Énoncé 1 »
Énumérez tous les motifs de détention provisoire cités par l'extrait sur la détention provisoire.
Énoncé 2 »
Reproduisez fidèlement le passage de l'extrait sur la détention provisoire qui commence à « Ce dernier motif » et s'achève à « fédérale en 1965. ».
Énoncé 3 »
Répondez brièvement à ces questions sur l'extrait sur la détention provisoire.
(a) En quelle année l'Espagne a-t-elle adopté une loi organique sur l'habeas corpus ?
(b) Quels articles du code de procédure pénale déterminent les conditions de fond du placement en détention provisoire ?
(c) Quelle juridiction a jugé le risque de récidive constitutionnel, et en quelle année ?

Extrait du document »

Par ailleurs, à l'image de l'Angleterre, l'Espagne a adopté en
1984 une loi organique sur
l'habeas corpus
, qui permet à une
personne illégalement détenue d'être remise
immédiatement en liberté.
ALLEMAGNE
La Loi
fondamentale énonce que : "
la liberté de la personne est
inviolable. Des restrictions ne peuvent être apportées
[...]
qu'en vertu d'une loi
".
|
I - LES CONDITIONS DE FOND DU PLACEMENT EN DETENTION PROVISOIRE
Elles
sont déterminées par les
articles 112 et 112a du code de
procédure pénale
.
La détention provisoire ne peut être prononcée que dans
certaines circonstances. Elle doit en outre respecter le principe de
proportionnalité.
1) Les circonstances justifiant la mise en détention provisoire
Pour
qu'une personne soit placée en détention provisoire, il faut
qu'il existe à la fois :
- un "
lourd soupçon
" contre elle,
c'est-à-dire une forte présomption de culpabilité (alors
que le déclenchement des poursuites ne suppose qu'un
"
soupçon suffisant
"), qui doit être
motivée par le juge signataire du mandat d'arrêt ;
- un
motif d'appliquer la détention provisoire
.
Le code de procédure pénale
énumère
limitativement les motifs de détention provisoire
:
- la
fuite
ou le
risque de fuite
;
- le
risque
"
d'obscurcissement
",
c'est-à-dire le risque que l'accusé détruise les
éléments de preuve, les modifie ou les falsifie ou qu'il fasse
pression sur des coaccusés, des témoins, des experts ou des tiers
et empêche ainsi la manifestation de la vérité ;
- le
danger de récidive
, qui ne peut cependant être pris en
considération que dans certains cas (infractions contre les moeurs,
coups et blessures, vols les plus graves, incendies, infractions en
matière de stupéfiants...).
Ce dernier motif de détention était d'abord restreint aux
infractions contre les moeurs. Il a ensuite été étendu
à d'autres infractions, mais sa prise en compte suppose alors soit une
éventuelle condamnation à une peine de prison d'au moins un an,
soit que l'accusé ait déjà été
condamné à une peine de prison au cours des cinq dernières
années. Bien qu'il outrepasse le but de la détention provisoire,
qui est de garantir le bon déroulement de la procédure, le risque
de récidive a été considéré comme
constitutionnel par la Cour constitutionnelle fédérale en 1965.

Données fournies »
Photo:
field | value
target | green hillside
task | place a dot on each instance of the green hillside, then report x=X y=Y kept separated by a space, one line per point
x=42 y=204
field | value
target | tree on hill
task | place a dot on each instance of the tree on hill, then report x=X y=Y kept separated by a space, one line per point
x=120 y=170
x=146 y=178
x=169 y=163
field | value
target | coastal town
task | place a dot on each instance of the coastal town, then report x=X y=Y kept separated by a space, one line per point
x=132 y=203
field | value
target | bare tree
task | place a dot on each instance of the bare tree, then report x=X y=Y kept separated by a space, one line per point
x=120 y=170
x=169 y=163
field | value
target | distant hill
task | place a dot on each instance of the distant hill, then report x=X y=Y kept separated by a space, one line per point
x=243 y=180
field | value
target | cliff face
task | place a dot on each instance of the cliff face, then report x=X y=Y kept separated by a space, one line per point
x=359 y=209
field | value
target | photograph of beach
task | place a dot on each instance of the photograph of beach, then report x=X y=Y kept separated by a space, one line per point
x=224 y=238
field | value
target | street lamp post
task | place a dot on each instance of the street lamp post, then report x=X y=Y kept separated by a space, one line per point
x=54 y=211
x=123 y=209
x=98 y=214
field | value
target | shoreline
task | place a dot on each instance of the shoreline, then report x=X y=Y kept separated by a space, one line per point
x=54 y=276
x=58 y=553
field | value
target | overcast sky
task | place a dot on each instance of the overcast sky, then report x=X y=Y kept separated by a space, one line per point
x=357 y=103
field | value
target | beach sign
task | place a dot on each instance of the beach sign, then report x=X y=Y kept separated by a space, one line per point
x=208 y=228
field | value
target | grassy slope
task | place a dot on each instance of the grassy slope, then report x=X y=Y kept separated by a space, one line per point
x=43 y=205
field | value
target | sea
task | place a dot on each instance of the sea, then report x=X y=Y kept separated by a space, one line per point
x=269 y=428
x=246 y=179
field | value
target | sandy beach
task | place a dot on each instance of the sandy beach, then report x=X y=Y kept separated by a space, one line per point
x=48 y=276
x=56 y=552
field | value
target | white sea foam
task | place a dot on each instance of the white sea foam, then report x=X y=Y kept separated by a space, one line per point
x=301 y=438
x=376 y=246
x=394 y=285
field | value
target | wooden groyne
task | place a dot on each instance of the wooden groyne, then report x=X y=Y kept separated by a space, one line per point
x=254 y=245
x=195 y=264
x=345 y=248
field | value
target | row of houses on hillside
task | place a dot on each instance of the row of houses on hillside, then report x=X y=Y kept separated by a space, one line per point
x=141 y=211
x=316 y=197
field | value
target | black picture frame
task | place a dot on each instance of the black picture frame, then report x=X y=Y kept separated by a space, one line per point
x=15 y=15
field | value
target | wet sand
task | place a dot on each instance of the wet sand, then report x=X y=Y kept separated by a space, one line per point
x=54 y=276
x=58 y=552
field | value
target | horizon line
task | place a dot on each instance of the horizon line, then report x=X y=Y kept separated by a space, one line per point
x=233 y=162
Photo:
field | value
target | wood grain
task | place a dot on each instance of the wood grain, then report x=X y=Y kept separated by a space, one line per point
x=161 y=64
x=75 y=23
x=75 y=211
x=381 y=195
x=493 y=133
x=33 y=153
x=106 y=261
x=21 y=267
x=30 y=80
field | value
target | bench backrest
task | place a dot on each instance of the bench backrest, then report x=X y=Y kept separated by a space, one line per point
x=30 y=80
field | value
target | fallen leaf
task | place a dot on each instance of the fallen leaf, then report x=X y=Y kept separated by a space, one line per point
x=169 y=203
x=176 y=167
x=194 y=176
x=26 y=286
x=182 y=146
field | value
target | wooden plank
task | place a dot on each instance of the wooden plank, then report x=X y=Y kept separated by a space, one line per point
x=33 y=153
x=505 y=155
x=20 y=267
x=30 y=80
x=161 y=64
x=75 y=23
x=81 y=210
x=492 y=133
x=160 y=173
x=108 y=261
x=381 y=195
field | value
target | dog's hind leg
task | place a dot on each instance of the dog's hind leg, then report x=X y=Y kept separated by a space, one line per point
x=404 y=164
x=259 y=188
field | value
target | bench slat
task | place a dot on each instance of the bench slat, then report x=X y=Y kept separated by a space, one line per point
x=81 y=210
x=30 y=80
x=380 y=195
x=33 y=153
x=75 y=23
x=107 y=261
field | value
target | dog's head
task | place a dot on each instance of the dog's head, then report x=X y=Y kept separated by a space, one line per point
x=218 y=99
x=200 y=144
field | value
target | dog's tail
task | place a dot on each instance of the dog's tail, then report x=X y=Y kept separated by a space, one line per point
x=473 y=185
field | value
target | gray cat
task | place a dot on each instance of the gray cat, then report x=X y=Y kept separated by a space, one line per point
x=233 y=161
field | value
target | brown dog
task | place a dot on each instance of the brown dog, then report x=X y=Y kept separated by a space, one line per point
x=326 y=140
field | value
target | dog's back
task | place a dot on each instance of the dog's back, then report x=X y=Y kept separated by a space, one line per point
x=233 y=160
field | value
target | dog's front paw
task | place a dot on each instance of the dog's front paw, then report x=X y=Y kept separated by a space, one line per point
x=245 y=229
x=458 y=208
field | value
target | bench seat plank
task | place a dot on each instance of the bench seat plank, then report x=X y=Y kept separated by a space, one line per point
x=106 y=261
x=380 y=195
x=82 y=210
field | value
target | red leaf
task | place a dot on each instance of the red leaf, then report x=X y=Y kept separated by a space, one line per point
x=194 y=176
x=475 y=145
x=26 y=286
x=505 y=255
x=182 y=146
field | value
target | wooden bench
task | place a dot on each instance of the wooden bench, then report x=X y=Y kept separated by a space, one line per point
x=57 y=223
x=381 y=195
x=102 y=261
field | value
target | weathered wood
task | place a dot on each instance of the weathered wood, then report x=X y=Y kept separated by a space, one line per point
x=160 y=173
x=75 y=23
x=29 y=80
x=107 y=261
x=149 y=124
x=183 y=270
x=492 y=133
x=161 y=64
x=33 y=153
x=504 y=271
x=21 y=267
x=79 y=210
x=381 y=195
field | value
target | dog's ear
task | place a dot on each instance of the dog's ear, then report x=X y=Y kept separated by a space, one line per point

Résultat final 1 »
- la fuite ou le risque de fuite
- le risque d'« obscurcissement »
- le danger de récidive

Résultat final 2 »
Ce dernier motif de détention était d'abord restreint aux
infractions contre les moeurs. Il a ensuite été étendu
à d'autres infractions, mais sa prise en compte suppose alors soit une
éventuelle condamnation à une peine de prison d'au moins un an,
soit que l'accusé ait déjà été
condamné à une peine de prison au cours des cinq dernières
années. Bien qu'il outrepasse le but de la détention provisoire,
qui est de garantir le bon déroulement de la procédure, le risque
de récidive a été considéré comme
constitutionnel par la Cour constitutionnelle fédérale en 1965.

Résultat final 3 »
(a) En 1984.
(b) Les articles 112 et 112a.
(c) La Cour constitutionnelle fédérale, en 1965.